Once the line containing "Query: mercedes-benz star emblem" is reached, copy it and every line after it exactly, to the end of the material, without pictures.
--- Records provided ---
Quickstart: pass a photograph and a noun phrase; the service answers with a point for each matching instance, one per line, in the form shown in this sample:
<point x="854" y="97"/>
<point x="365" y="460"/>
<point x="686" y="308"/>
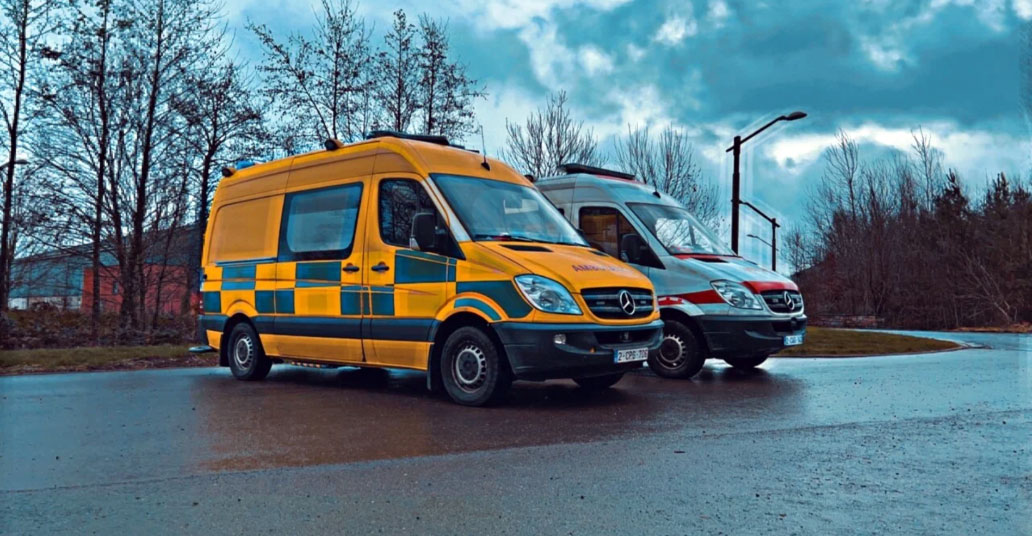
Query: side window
<point x="320" y="224"/>
<point x="399" y="200"/>
<point x="603" y="227"/>
<point x="245" y="230"/>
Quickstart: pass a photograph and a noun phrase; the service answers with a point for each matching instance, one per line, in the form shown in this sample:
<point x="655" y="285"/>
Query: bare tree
<point x="75" y="142"/>
<point x="550" y="137"/>
<point x="320" y="86"/>
<point x="397" y="74"/>
<point x="223" y="123"/>
<point x="166" y="42"/>
<point x="24" y="27"/>
<point x="669" y="163"/>
<point x="446" y="93"/>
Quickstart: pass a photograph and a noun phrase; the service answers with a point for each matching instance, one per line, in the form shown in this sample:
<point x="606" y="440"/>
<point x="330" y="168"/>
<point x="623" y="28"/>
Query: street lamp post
<point x="773" y="242"/>
<point x="736" y="177"/>
<point x="4" y="252"/>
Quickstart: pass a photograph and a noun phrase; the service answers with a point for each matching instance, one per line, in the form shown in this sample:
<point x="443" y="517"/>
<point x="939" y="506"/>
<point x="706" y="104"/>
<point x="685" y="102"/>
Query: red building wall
<point x="166" y="288"/>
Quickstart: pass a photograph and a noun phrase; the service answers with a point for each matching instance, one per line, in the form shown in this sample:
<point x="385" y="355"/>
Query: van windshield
<point x="498" y="211"/>
<point x="678" y="230"/>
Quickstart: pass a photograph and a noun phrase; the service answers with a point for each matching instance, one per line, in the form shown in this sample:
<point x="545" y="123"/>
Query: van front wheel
<point x="472" y="369"/>
<point x="247" y="357"/>
<point x="679" y="354"/>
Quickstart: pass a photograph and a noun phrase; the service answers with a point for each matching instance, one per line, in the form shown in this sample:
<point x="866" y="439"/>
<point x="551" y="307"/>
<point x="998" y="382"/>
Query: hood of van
<point x="577" y="268"/>
<point x="737" y="270"/>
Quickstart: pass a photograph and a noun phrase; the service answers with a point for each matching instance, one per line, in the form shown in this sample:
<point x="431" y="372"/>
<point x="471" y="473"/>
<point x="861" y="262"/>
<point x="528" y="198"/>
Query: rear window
<point x="245" y="230"/>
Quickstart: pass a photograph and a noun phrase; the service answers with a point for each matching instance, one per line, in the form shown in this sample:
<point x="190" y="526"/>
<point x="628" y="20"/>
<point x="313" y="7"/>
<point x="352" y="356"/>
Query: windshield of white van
<point x="678" y="230"/>
<point x="498" y="211"/>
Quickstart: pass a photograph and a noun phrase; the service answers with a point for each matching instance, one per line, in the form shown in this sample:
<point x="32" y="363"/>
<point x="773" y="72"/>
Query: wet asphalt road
<point x="925" y="444"/>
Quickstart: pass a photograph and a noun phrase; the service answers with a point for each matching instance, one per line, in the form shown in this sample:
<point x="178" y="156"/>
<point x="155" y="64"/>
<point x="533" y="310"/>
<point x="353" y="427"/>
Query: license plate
<point x="633" y="354"/>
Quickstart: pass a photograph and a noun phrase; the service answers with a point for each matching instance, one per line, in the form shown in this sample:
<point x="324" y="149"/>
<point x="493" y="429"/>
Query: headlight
<point x="547" y="294"/>
<point x="736" y="295"/>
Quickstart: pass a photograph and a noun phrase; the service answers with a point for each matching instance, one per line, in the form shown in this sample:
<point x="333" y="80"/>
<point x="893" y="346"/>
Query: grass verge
<point x="841" y="343"/>
<point x="100" y="358"/>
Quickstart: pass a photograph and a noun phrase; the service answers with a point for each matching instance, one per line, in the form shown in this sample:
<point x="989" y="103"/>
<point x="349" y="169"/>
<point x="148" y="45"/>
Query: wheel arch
<point x="226" y="329"/>
<point x="668" y="313"/>
<point x="444" y="329"/>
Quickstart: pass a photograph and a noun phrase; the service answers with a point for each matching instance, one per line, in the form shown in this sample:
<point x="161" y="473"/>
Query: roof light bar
<point x="574" y="167"/>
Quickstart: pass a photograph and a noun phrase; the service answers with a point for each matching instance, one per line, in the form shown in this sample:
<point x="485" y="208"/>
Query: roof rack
<point x="574" y="167"/>
<point x="441" y="140"/>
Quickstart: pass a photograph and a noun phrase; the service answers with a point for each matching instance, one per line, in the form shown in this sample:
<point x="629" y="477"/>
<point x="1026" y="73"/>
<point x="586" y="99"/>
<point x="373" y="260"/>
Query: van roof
<point x="378" y="155"/>
<point x="594" y="188"/>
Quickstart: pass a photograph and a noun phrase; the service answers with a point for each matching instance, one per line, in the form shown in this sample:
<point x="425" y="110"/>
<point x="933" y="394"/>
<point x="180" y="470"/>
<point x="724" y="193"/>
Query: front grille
<point x="605" y="303"/>
<point x="783" y="301"/>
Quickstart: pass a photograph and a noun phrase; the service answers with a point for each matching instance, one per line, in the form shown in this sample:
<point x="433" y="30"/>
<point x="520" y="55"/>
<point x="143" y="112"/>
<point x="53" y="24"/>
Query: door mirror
<point x="634" y="248"/>
<point x="424" y="230"/>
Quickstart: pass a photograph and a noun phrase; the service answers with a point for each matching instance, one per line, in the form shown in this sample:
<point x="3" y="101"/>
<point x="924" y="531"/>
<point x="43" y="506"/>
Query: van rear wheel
<point x="247" y="357"/>
<point x="679" y="355"/>
<point x="473" y="370"/>
<point x="745" y="363"/>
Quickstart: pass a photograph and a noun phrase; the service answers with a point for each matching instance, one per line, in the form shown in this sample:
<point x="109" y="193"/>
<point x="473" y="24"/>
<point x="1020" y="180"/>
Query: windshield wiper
<point x="505" y="237"/>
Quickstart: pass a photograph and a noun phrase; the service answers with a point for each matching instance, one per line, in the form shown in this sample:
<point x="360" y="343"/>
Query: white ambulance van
<point x="714" y="304"/>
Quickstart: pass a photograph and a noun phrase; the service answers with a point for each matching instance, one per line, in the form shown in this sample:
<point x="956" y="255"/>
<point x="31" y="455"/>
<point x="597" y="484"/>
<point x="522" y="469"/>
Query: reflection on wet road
<point x="77" y="432"/>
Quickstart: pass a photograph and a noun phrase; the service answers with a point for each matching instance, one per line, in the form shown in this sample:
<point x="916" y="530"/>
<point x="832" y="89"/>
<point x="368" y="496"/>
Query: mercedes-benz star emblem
<point x="626" y="303"/>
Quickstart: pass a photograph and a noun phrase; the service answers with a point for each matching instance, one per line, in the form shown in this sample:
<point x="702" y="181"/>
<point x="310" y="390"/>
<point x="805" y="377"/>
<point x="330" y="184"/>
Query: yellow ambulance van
<point x="402" y="251"/>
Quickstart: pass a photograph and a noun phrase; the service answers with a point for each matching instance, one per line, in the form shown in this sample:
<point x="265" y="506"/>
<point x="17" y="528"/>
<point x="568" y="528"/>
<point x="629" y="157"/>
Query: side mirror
<point x="424" y="226"/>
<point x="634" y="248"/>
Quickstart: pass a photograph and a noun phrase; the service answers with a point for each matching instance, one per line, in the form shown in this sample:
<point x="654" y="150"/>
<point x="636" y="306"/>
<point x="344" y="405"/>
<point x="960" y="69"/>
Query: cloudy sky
<point x="874" y="68"/>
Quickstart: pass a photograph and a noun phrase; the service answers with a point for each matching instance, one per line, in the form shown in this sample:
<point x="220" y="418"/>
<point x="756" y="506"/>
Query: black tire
<point x="744" y="364"/>
<point x="679" y="356"/>
<point x="473" y="370"/>
<point x="246" y="355"/>
<point x="599" y="382"/>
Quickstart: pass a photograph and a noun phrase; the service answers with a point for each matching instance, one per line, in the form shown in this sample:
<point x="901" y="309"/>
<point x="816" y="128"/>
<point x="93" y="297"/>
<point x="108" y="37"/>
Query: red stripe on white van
<point x="705" y="256"/>
<point x="763" y="286"/>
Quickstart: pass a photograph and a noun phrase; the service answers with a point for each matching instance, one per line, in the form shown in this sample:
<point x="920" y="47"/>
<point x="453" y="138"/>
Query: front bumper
<point x="748" y="336"/>
<point x="589" y="349"/>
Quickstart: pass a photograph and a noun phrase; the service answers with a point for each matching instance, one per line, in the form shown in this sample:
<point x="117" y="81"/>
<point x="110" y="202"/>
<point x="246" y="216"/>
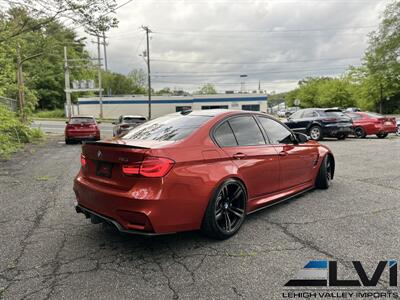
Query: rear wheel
---
◆ Output ◆
Query: mercedes-benz star emblem
<point x="626" y="303"/>
Quickstart: pass a photograph and a noun phrase; the service answers with a point for each matching instance, one per line, in the form shown in this sample:
<point x="702" y="181"/>
<point x="310" y="390"/>
<point x="805" y="377"/>
<point x="330" y="184"/>
Query: yellow ambulance van
<point x="402" y="251"/>
Quickstart: pass a photograph and a noun phrase; the service answers with a point for each matching instance, one per line, in the form shown in this sample:
<point x="265" y="506"/>
<point x="17" y="528"/>
<point x="568" y="528"/>
<point x="629" y="157"/>
Query: side mirror
<point x="424" y="226"/>
<point x="634" y="248"/>
Quickstart: pass a photograph and a noun phrase; the service answers with a point for each matching instance, one per line, in the form shown in this sample:
<point x="654" y="150"/>
<point x="636" y="306"/>
<point x="344" y="405"/>
<point x="960" y="69"/>
Query: cloudy sky
<point x="874" y="68"/>
Quickstart: pass a photograph and a noun phrase; the service answers with a point for each matching instance, one per line, in the form shown in this sample:
<point x="220" y="418"/>
<point x="756" y="506"/>
Query: black tire
<point x="744" y="364"/>
<point x="679" y="356"/>
<point x="473" y="370"/>
<point x="246" y="355"/>
<point x="599" y="382"/>
Quickstart: pass a photograph and a noun phrase; the service answers with a point for each matching instance, one per line, in the form shown in this sample:
<point x="901" y="309"/>
<point x="816" y="128"/>
<point x="93" y="297"/>
<point x="108" y="37"/>
Query: red stripe on white van
<point x="705" y="256"/>
<point x="763" y="286"/>
Quickstart: pass a photograph and a noun phrase; the service answers with a point for each matching instance, one per line, in the form shown in this sample:
<point x="920" y="47"/>
<point x="453" y="138"/>
Query: front bumper
<point x="748" y="336"/>
<point x="589" y="349"/>
Quickstart: pass a photograph and a noun phrase; the service answers with a point for each matching instance, one per line, in the form shown in this sample:
<point x="117" y="81"/>
<point x="110" y="202"/>
<point x="246" y="216"/>
Query: rear wheel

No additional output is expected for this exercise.